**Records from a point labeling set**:
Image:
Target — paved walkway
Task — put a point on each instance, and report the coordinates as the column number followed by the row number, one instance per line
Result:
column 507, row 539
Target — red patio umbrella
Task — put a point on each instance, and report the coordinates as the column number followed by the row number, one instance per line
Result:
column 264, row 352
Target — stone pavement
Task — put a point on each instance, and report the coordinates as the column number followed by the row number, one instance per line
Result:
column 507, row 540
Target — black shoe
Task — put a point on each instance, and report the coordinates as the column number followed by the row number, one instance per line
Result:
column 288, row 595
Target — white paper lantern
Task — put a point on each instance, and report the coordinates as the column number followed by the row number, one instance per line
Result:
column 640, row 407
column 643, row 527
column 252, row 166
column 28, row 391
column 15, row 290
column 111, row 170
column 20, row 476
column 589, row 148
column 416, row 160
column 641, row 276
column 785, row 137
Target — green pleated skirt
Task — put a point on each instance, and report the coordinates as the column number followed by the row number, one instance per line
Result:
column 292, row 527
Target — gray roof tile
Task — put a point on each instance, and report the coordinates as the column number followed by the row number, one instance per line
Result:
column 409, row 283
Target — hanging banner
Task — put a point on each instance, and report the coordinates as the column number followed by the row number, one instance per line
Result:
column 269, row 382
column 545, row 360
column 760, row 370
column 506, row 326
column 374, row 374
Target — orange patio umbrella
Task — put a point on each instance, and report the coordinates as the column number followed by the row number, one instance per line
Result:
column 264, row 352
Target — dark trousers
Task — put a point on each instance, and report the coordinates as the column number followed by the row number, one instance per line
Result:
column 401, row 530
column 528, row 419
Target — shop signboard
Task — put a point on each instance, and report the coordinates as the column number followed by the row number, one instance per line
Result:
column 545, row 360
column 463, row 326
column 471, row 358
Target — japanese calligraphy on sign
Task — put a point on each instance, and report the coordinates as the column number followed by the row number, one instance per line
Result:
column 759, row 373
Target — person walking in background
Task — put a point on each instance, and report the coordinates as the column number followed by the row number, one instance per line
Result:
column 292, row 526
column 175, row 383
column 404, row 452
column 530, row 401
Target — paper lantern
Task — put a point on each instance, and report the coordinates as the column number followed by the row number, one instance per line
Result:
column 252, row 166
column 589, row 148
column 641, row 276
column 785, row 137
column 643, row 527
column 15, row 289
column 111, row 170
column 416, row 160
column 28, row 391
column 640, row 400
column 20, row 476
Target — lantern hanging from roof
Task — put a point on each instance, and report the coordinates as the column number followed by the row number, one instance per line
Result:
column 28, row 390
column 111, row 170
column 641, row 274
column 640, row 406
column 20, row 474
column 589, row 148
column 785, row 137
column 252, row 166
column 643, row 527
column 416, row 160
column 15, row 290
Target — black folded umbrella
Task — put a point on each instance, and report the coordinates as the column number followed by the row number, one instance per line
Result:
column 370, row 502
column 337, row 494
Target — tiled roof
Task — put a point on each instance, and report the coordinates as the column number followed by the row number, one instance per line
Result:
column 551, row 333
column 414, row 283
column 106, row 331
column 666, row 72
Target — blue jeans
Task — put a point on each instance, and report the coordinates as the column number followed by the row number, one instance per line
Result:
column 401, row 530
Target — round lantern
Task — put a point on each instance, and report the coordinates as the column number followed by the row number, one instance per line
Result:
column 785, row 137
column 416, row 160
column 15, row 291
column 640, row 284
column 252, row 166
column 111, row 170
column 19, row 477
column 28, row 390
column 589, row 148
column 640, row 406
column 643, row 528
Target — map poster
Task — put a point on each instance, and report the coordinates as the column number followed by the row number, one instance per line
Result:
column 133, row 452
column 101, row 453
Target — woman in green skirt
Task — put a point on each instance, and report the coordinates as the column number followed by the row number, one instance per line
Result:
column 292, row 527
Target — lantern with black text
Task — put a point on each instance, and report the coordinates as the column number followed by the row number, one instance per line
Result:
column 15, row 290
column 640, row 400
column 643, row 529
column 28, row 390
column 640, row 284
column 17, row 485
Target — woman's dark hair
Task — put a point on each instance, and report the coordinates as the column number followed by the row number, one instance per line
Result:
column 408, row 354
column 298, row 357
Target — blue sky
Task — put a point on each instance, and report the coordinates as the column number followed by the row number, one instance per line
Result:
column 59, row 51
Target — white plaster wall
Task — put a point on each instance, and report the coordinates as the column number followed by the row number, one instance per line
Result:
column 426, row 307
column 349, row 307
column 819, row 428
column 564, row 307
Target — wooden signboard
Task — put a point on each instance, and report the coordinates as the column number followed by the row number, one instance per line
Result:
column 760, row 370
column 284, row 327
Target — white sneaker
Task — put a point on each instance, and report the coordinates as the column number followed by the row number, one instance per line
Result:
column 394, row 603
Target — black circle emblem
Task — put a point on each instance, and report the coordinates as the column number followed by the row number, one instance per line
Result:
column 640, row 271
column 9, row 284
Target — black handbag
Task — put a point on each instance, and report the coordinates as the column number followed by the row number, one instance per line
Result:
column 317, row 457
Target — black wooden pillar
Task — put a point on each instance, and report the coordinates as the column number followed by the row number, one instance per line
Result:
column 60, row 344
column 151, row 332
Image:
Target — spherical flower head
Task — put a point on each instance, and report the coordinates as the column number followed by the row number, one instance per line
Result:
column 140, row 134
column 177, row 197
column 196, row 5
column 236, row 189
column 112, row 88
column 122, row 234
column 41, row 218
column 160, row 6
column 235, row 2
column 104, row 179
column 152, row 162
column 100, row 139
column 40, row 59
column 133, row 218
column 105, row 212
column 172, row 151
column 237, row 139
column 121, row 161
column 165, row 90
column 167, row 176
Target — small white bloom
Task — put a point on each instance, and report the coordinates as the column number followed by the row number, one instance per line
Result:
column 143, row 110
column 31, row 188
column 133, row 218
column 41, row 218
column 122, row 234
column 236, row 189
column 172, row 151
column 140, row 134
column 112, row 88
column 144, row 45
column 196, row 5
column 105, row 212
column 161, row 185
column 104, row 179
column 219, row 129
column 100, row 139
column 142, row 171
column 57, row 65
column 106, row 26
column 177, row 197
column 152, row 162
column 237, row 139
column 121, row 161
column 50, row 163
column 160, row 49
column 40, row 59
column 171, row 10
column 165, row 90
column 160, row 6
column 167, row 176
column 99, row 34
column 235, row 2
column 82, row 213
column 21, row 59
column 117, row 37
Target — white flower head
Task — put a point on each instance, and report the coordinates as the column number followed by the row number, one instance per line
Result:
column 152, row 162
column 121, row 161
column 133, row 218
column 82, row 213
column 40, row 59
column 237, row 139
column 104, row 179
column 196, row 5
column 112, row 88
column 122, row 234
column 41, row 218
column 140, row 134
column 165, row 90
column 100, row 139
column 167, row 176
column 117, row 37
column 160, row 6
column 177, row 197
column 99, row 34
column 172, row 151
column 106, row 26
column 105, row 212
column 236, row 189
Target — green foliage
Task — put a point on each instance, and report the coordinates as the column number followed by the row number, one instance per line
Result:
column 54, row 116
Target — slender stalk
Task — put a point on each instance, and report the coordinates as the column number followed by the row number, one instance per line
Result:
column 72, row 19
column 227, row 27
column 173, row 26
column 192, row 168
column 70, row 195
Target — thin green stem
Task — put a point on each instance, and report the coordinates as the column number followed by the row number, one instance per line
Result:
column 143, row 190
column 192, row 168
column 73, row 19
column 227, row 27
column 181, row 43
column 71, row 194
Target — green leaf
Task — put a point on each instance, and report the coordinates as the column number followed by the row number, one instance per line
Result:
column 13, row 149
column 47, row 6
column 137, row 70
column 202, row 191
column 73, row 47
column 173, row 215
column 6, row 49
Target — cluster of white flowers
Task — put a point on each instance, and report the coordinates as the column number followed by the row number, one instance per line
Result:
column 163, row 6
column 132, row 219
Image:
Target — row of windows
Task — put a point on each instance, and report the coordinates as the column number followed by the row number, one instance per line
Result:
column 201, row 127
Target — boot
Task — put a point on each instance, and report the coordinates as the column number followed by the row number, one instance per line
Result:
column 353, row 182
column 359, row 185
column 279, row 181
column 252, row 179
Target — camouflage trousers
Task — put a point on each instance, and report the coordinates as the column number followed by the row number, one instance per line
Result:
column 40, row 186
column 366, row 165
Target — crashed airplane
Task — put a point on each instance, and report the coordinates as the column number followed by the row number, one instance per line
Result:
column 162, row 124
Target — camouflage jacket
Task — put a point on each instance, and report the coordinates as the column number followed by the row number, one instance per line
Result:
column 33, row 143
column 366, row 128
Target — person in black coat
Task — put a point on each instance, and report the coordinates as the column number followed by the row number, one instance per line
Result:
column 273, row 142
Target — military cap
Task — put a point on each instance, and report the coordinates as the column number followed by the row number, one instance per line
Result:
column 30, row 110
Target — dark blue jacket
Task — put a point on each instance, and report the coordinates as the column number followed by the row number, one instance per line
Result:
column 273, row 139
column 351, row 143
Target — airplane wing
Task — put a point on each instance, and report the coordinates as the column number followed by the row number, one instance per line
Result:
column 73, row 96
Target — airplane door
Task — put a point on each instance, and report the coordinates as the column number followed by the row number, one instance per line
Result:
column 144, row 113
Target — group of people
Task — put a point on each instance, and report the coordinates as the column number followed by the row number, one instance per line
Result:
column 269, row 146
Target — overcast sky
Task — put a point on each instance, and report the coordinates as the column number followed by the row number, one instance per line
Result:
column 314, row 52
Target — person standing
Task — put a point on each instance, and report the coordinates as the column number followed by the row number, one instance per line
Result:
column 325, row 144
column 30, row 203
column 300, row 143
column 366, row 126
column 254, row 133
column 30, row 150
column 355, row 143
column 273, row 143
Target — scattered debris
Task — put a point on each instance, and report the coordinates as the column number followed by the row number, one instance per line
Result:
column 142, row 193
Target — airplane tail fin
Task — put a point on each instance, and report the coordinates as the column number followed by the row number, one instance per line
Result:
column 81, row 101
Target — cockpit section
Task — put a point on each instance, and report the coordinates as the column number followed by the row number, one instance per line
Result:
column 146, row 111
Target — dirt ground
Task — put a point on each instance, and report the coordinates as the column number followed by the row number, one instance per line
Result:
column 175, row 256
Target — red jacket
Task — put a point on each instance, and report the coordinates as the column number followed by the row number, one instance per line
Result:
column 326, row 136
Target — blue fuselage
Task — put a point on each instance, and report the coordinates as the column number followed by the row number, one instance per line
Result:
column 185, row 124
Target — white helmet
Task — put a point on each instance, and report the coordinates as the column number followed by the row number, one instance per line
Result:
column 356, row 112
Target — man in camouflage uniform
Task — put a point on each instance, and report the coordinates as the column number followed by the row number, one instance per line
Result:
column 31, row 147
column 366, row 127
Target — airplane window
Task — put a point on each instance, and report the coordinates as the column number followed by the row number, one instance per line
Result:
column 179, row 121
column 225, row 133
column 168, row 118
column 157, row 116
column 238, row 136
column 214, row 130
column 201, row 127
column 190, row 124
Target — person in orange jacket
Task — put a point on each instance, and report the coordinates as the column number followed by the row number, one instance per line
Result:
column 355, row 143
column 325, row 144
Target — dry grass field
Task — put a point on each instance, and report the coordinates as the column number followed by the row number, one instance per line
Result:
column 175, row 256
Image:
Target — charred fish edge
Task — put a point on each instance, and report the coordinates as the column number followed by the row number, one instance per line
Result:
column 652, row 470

**Stated goal**:
Format as a numbered list the lines of the data starting with the line containing "Target — orange patio umbrella" and going on through the line containing "column 528, row 419", both included, leaving out any blank lines.

**Response for this exercise**:
1. Target — orange patio umbrella
2. Task — put a point on each instance, and report the coordinates as the column number followed by the row number, one instance per line
3. Result:
4. column 264, row 352
5. Target — dark trousers
6. Task — put a point on each instance, and report the coordinates as the column number followed by the row number, one instance per line
7. Result:
8. column 401, row 530
9. column 528, row 419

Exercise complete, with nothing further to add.